### Instructions to follow
Return the lines between the line containing "Pointing guideline: for each instance of the scrollwork" and the line containing "Pointing guideline: for each instance of the dark", inclusive, copying them exactly. Leave the pictures out of your answer.
|---|
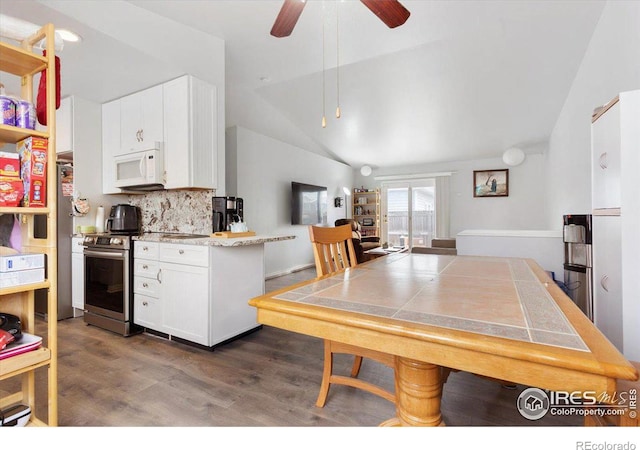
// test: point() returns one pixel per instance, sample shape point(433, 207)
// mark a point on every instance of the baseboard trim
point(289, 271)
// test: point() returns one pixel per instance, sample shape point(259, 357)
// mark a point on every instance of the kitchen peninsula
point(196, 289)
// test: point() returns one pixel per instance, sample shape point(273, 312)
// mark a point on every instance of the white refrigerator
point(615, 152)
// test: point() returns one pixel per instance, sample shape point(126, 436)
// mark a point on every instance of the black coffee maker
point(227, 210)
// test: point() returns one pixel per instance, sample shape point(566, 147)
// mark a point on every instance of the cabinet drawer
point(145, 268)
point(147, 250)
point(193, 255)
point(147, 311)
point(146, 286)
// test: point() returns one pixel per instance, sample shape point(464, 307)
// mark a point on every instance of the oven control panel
|---|
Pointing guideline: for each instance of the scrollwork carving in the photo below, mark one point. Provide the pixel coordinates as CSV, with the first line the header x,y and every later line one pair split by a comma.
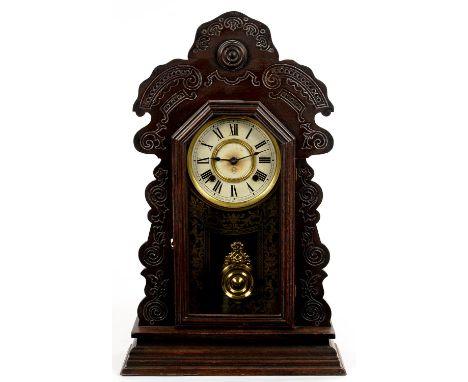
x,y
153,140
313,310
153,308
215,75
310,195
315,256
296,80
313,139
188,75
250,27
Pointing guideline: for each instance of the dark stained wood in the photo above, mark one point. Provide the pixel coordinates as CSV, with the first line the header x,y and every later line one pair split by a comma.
|---|
### Output of the task
Pointing guideline: for each instance of the scrollwork carving in the photo below, mark one point. Provide the pixel coordinates as CSV, with the first line the header x,y and every later line one pair split by a comma.
x,y
153,140
313,310
153,308
215,75
310,195
315,256
296,80
313,139
188,75
250,27
Pointing guideline: for each instance of the dark stained wood in the photo above, mark one point. Provide the pixel coordinates as CSV, with the first line the header x,y and every later line one pair split by a comma.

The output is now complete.